(Extracted text begins)

Gỏi chay

Gỏi chay is a vibrant Vietnamese salad that highlights fresh vegetables and herbs, making it a refreshing and light dish perfect for any occasion. This kosher version combines a medley of colorful ingredients with a tangy dressing, offering a delightful balance of flavors and textures.

Gỏi chay
30 minutes
Difficulty: Easy
Vietnamese
300 kcal

Ingredients

  • Rice vermicelli - 100 grams
  • Carrot - 1 medium, julienned
  • Cucumber - 1 medium, julienned
  • Red bell pepper - 1 medium, julienned
  • Fresh cilantro - 15 grams, chopped
  • Fresh mint - 15 grams, chopped
  • Lettuce leaves - 4 large, torn into pieces
  • Tofu (firm) - 150 grams, cubed
  • Soy sauce - 2 tablespoons
  • Lime juice - 2 tablespoons
  • Agave syrup - 1 teaspoon
  • Sesame oil - 1 tablespoon
  • Chili flakes - 1/2 teaspoon
  • Salt - to taste

Steps

  1. Cook the rice vermicelli according to package instructions, then drain and rinse under cold water. Set aside.
  2. In a small bowl, whisk together soy sauce, lime juice, agave syrup, sesame oil, chili flakes, and salt to create the dressing.

(Extracted text ends)
(Supplied material begins)

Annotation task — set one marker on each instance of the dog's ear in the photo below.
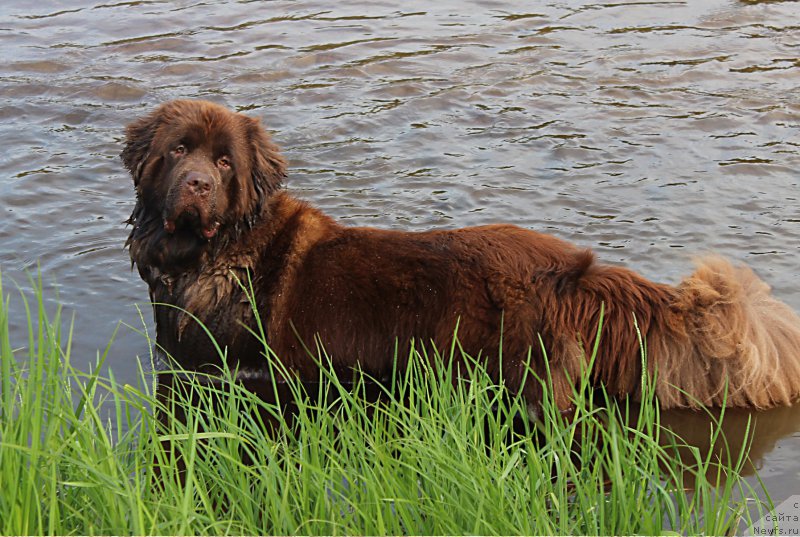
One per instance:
(138, 139)
(268, 166)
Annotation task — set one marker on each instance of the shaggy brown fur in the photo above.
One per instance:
(210, 210)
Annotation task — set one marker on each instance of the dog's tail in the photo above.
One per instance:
(731, 342)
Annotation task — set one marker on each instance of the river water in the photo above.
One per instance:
(650, 131)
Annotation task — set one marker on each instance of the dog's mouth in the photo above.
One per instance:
(194, 219)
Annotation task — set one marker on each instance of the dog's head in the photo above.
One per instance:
(200, 171)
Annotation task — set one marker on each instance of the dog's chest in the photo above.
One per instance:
(192, 307)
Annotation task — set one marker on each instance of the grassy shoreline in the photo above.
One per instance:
(433, 458)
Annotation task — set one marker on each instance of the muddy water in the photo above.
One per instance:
(650, 131)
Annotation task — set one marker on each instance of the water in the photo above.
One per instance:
(650, 131)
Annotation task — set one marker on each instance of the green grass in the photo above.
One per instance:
(434, 457)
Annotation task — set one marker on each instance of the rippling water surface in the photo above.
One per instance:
(650, 131)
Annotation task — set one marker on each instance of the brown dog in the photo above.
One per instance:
(210, 210)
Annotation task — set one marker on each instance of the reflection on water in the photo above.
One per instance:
(650, 131)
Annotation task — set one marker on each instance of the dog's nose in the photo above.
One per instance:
(199, 183)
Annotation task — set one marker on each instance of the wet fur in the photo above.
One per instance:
(359, 290)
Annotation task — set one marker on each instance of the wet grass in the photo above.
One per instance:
(432, 457)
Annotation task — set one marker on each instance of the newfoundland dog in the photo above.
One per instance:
(212, 219)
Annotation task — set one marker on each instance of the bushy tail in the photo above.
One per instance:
(729, 334)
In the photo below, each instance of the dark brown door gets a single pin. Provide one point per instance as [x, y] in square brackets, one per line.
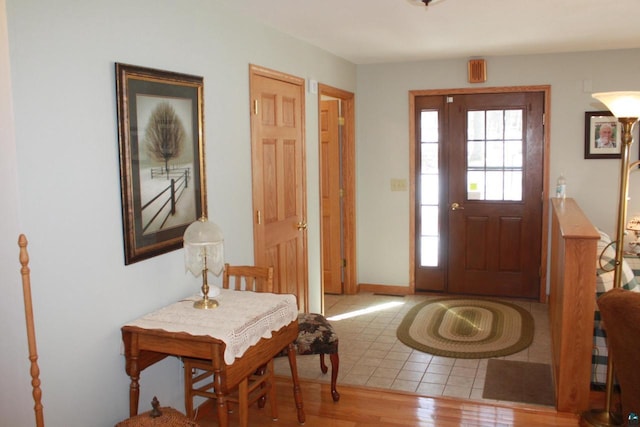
[482, 156]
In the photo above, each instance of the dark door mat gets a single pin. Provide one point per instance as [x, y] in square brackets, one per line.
[519, 382]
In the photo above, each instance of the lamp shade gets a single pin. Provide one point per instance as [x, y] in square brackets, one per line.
[203, 247]
[621, 104]
[634, 224]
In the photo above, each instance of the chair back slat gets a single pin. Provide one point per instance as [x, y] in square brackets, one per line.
[247, 278]
[31, 334]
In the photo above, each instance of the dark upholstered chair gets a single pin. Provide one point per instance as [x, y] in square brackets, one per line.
[317, 336]
[620, 312]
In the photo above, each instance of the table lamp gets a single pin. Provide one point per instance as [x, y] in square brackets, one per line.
[204, 253]
[634, 225]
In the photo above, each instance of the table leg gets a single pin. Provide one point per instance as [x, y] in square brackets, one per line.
[297, 394]
[221, 399]
[132, 368]
[243, 402]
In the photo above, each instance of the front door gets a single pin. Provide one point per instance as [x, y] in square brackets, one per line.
[479, 191]
[278, 176]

(Supplied material ends)

* Tasks to complete:
• a. In the gỏi chay recipe, how much tofu is needed, and how should it be prepared?
• b. Extend the gỏi chay recipe, picking up after its last step.

* Per-task outputs:
• a. 150 grams of firm tofu, cubed.

• b.
  3. In a frying pan, heat a small amount of oil over medium heat. Add the cubed tofu and sauté until golden brown on all sides, about 5-7 minutes.
  4. In a large mixing bowl, combine the cooked rice vermicelli, julienned carrot, cucumber, red bell pepper, chopped cilantro, and mint.
  5. Add the sautéed tofu to the salad mixture and pour the dressing over it. Toss everything gently to ensure even coating.
  6. Serve the salad on a bed of torn lettuce leaves, garnishing with additional herbs if desired.

Nutrition

  • Calories: 300
  • Protein: 14 g
  • Carbs: 45 g
  • Fiber: 5 g
  • Sugar: 4 g
  • Sodium: 600 mg
  • Cholesterol: 0 mg
  • Total Fat: 10 g
  • Saturated Fat: 1 g
  • Unsaturated Fat: 9 g
  • Water: 0.3 L

Health Benefits

  • Rich in vitamins and minerals from fresh vegetables.
  • High in plant-based protein from tofu.